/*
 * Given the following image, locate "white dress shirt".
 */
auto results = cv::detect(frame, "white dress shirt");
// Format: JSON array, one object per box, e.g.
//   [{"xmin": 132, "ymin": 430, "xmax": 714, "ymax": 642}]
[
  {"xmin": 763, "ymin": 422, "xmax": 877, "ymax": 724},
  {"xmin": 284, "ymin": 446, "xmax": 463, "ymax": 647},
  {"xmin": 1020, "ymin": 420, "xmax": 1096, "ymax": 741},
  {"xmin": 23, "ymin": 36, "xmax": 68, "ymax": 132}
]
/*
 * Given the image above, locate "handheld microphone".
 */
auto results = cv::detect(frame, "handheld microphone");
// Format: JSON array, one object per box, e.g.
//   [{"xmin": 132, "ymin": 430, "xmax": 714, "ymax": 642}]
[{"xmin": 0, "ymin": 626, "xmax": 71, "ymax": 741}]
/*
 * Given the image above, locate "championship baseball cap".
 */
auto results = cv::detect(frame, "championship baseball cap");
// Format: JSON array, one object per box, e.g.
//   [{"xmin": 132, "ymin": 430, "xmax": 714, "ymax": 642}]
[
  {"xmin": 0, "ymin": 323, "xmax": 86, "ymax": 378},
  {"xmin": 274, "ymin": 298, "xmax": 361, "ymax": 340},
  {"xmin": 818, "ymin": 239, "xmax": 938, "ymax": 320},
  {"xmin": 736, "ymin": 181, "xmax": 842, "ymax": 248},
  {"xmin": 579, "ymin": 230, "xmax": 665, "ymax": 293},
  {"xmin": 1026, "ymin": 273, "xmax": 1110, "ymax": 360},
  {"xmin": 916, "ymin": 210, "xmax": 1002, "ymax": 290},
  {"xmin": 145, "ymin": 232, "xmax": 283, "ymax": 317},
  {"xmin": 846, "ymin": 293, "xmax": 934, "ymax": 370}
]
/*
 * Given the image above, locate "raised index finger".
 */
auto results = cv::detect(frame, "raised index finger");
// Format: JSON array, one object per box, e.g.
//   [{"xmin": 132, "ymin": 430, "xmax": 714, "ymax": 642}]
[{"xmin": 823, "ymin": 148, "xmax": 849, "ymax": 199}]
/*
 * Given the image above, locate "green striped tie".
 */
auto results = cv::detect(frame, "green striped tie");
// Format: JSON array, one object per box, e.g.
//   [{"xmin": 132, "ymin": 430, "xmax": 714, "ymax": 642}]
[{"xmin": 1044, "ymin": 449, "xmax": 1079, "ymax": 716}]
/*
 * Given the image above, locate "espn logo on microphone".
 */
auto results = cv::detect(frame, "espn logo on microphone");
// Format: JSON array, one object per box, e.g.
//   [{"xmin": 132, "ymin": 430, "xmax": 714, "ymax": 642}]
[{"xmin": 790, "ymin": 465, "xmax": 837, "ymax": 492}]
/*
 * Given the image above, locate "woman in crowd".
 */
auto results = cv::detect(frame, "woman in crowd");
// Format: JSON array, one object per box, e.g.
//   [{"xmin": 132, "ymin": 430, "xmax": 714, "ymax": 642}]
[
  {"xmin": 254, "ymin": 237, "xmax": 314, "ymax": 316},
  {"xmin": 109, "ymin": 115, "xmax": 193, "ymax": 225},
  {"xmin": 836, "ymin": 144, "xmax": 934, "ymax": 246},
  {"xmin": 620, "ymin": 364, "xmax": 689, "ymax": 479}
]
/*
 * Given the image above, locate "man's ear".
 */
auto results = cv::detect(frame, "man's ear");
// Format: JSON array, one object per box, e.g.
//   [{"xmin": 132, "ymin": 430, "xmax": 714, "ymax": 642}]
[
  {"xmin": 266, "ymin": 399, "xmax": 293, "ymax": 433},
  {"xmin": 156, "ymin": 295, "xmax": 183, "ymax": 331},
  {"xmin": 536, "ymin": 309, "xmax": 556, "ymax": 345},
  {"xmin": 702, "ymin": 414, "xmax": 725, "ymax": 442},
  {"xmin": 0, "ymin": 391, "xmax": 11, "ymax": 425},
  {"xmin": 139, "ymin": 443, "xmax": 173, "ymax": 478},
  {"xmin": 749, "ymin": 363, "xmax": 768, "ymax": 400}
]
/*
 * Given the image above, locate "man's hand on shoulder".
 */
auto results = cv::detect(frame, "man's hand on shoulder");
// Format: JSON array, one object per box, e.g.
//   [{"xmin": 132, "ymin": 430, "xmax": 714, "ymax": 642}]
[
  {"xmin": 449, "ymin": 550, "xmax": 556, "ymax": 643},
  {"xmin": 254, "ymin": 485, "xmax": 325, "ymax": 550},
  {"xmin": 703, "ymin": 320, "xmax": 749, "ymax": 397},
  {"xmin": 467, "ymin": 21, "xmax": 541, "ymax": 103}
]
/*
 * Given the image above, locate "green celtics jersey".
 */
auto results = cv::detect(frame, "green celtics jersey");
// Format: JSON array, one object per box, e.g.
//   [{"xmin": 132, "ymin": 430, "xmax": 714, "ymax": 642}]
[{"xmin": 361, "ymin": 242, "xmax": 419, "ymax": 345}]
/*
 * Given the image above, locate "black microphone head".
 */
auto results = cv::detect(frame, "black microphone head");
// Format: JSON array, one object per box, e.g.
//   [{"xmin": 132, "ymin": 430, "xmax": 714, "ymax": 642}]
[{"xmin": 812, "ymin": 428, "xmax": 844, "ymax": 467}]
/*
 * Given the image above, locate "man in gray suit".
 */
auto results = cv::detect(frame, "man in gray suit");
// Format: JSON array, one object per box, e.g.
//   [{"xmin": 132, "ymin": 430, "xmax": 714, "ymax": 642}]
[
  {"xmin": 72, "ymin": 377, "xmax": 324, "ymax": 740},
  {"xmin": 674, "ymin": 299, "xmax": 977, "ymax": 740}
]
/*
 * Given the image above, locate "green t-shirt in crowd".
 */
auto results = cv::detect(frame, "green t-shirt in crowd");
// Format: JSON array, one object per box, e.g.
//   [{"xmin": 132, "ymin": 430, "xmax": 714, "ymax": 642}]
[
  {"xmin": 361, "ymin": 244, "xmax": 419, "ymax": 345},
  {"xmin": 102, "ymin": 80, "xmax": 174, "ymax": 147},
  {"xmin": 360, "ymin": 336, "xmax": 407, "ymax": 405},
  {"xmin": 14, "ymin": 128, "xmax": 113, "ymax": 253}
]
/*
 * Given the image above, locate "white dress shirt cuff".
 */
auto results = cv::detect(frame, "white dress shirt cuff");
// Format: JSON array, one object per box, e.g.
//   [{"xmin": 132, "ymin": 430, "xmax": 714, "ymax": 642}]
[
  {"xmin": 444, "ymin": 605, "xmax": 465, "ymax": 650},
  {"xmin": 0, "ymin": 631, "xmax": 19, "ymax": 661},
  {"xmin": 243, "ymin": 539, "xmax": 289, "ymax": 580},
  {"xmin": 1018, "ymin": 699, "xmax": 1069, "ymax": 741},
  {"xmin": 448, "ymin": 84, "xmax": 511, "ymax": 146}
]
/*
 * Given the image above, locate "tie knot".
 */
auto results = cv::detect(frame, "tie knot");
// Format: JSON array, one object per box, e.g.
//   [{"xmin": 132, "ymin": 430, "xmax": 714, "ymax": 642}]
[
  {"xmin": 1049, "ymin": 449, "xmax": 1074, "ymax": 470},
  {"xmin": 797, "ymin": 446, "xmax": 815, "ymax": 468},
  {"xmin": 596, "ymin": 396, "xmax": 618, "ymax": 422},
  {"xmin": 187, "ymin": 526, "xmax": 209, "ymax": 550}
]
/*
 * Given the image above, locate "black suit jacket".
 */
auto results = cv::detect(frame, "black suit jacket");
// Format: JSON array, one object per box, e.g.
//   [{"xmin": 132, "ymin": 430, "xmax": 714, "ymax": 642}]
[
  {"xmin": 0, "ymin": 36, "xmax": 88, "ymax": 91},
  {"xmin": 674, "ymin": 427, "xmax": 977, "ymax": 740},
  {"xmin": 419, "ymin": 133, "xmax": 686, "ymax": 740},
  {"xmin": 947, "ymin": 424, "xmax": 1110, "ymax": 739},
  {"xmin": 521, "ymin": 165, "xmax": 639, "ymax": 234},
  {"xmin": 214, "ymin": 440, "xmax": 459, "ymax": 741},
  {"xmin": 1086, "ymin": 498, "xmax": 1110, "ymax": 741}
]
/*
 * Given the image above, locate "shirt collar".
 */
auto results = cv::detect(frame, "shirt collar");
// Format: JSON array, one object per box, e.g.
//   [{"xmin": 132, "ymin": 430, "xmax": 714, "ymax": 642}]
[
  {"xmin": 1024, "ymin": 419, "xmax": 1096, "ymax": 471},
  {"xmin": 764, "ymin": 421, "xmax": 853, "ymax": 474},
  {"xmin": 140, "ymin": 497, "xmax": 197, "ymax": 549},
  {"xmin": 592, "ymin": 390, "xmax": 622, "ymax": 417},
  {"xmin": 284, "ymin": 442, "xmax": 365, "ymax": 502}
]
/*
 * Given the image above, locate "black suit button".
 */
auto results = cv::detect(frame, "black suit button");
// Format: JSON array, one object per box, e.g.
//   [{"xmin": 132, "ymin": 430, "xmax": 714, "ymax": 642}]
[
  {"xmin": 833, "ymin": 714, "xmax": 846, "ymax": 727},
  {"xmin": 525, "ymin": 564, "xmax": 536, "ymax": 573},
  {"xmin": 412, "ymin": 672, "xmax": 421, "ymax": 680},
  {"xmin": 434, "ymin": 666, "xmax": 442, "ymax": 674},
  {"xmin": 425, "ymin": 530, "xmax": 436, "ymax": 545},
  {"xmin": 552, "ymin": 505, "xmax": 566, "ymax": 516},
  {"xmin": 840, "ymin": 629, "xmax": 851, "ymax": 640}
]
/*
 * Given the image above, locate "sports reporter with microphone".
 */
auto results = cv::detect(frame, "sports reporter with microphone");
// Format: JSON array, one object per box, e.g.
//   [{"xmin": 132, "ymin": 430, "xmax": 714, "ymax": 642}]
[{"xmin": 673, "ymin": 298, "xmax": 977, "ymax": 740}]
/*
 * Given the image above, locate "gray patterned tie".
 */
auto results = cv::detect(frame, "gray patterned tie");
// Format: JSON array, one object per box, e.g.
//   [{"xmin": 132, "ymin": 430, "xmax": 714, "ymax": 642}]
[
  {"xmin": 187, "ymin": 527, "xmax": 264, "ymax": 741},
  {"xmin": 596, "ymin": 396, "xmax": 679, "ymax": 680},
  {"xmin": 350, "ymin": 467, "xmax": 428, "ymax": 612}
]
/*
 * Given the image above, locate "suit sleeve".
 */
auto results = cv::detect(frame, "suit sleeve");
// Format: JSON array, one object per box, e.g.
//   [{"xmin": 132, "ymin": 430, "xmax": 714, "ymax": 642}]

TRY IT: Sift through the material above and copy the lines that contain the word "head".

REPLY:
 * Given the image above, locate "black microphone head".
auto results = cv::detect(frame, "black microphone head");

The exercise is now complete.